Contributed by Sameeksha Dandriyal

(Photograph:WION)

Amitabh Bachchan in Gulabo Sitabo

One of the first Hindi films to release in 2020 as the world dealt with coronavirus, Gulabo Sitabo is a classic tale of warring landlord-tenants on the offset but about humans’ inherent lust for material gains. What stands out for me in this Shoojit Sircar film is Amitabh Bachchan aka Mirza who loves Begum’s mansion with a passion that’s hard to find in this day and age for anything/anyone. His dedication to inherit the mansion, his cheating ways and his innocence are captured brilliantly in the film. So while he’s greedy and selfish, you can’t help but feel sorry for the old chap. There are many scenes that stand out but here two I can’t help but mention are one where he pseudo faints after hearing the total amount he’d get if he increases rent of tenants to Rs 500 and the one where he goes back with a balloon in his hand after having lost the mansion. In my view, it is Amitabh Bachchan’s finest act in this decade. 

Contributed by Zeba Khan

(Photograph:WION)

Rajkummar Rao and Fatima Sana Shaikh in Ludo

Anurag Basu anthology 'Ludo' was visually rich! Shot by Basu himself, the film was vibrant with distinct colours defining different characters in the film. There are several shots in the film that stand out, but the one that stayed with me much after the film was over was the shot that had Rajkummar Rao and Sana Fatima Shaikh walking out after creating mayhem at a seedy hotel with their aides and a baby in tow. Looking glamorous in a red short dress, Shaikh holds a baby in her arms and struts her stuff in red heels. While Rao, channelling his inner Mithun Chakraborty with long hair and swagger has a big baby bag casually slung around his arm with a feeding bottle prominently peeping out of one of the pockets. A scene before this moment, had the duo on a shooting spree, killing two men in the hotel room. Moments later, they are out, nonchalantly walking away from the chaos with a baby, aides and a bag full of cash in hand.

Contributed by Shomini Sen

(Photograph:WION)

- Apply what you read -
A. In the film passage, what rent amount for the tenants leads to the scene where Mirza pretends to faint?
B. Decide whether each statement agrees with the film passage. Answer yes or no, and quote the words from the passage that settle it.
(i) Anurag Basu shot Ludo himself.
(ii) In the hotel scene from Ludo, Fatima Sana Shaikh wears a blue dress.
(iii) Gulabo Sitabo is a Shoojit Sircar film.
C. Please resume the film passage from where it stops.

- Stored records -

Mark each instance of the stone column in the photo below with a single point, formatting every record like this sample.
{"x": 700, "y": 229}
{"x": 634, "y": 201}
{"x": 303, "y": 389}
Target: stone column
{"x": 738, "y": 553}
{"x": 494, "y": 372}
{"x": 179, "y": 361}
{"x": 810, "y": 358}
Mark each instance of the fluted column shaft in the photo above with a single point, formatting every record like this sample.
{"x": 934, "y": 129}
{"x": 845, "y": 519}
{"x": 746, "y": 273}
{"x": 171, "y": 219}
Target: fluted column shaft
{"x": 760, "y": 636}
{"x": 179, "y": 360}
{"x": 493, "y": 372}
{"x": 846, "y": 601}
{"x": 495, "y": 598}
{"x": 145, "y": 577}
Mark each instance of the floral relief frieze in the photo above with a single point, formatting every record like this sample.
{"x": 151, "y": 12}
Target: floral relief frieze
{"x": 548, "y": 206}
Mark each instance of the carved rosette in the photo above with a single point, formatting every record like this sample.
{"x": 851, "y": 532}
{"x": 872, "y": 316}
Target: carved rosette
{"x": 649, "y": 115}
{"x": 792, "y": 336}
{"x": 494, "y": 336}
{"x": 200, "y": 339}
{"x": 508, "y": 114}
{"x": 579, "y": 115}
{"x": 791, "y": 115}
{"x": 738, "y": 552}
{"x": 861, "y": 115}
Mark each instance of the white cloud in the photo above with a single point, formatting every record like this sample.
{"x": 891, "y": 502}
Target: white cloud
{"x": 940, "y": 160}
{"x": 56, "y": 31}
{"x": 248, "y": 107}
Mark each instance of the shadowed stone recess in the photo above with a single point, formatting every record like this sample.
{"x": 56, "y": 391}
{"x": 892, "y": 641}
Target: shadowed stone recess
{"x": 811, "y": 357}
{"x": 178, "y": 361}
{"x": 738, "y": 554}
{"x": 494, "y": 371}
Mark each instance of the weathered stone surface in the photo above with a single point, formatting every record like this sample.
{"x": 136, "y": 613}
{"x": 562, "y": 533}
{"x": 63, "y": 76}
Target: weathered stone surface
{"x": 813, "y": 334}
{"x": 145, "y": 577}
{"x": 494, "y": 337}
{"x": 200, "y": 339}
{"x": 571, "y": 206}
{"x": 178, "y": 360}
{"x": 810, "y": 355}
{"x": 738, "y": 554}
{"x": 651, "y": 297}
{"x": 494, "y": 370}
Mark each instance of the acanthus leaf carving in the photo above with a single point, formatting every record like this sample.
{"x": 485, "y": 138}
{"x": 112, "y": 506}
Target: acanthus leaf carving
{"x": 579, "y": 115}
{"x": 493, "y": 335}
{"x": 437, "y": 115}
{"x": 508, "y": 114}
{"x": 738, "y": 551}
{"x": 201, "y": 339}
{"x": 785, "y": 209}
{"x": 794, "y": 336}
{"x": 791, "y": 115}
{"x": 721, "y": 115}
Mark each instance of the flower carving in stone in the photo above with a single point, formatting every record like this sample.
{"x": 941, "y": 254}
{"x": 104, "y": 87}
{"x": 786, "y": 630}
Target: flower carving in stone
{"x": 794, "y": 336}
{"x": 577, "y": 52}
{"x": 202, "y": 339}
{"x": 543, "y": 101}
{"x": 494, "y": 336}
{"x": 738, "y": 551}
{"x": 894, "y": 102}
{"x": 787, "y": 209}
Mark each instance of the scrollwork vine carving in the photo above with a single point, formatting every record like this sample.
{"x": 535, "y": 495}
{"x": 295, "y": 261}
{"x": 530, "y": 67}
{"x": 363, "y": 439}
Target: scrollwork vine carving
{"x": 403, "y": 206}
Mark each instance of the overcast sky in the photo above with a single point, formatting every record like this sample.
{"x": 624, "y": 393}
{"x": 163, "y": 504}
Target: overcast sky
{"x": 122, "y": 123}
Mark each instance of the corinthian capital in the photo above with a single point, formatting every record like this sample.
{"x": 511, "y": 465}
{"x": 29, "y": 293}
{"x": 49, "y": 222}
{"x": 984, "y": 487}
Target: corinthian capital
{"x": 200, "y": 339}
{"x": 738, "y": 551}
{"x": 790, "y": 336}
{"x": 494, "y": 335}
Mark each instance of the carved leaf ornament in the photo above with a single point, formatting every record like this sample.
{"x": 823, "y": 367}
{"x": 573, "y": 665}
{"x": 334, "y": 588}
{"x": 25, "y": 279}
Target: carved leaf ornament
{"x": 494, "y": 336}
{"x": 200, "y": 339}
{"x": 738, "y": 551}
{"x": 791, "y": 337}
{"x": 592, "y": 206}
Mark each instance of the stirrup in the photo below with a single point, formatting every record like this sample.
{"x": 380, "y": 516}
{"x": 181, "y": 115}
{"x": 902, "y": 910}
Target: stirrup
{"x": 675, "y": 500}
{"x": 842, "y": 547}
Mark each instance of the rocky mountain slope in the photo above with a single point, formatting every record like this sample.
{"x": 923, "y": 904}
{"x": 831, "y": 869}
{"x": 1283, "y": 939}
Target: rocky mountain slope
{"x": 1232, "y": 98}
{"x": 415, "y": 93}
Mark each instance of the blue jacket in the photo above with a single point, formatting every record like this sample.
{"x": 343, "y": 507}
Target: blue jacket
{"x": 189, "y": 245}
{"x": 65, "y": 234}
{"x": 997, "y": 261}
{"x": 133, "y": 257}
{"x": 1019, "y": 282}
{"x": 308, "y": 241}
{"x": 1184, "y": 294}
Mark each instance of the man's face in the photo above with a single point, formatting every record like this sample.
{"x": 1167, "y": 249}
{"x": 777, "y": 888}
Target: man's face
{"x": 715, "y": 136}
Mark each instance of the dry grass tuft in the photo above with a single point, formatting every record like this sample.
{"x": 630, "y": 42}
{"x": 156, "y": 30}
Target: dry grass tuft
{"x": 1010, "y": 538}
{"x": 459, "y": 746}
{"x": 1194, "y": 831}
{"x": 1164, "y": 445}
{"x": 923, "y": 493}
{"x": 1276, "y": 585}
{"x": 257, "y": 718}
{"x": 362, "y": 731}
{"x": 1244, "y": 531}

- Outputs in order -
A. Rs 500

B.
(i) Yes: "Shot by Basu himself"
(ii) No: "Looking glamorous in a red short dress"
(iii) Yes: "this Shoojit Sircar film"

C.
Vedant Chibber in Chintu Ka Birthday

Chintu Ka Birthday is a beautiful film that breaks your heart in pieces and then tapes it all together with missing parts. The story is about an innocent Indian family stuck in Iraq with a Nepalese passport due to the greed and callousness of a few men. The family is trying their best to leave the post-Saddam Hussain, a war-torn country only to be disappointed again and again. In between all the uncertainty comes the birthday of Chintu. The relationships define this film. The equations within the family, the equations of people outside the family. Throughout the emotional ride, the film never takes off its rose-colored spectacle. It gives you a glimpse of struggle, but it’s always accompanied by a sad smile of hope. One of the many scenes that strikes the most is when two American soldiers, who barge into the house looking for a bomber, turn their house upside down and a rather calm Chintu whispers to his father 'Papa inko cake nahi denge'. The impact of the scene stays with you. The tragedy and impact of violence on a child's brain is conveyed beautifully with innocence. It also affirms that no matter how brutal, children's world resides in their minds and the extreme they can go in the extremist world is denying you entry to their party. The sincere way Chintu declares his thought tugs your heart, bringing forth the whole essence of the film. A warm hug in distressing times.

Contributed by Sameeksha Dandriyal

(Photograph:WION)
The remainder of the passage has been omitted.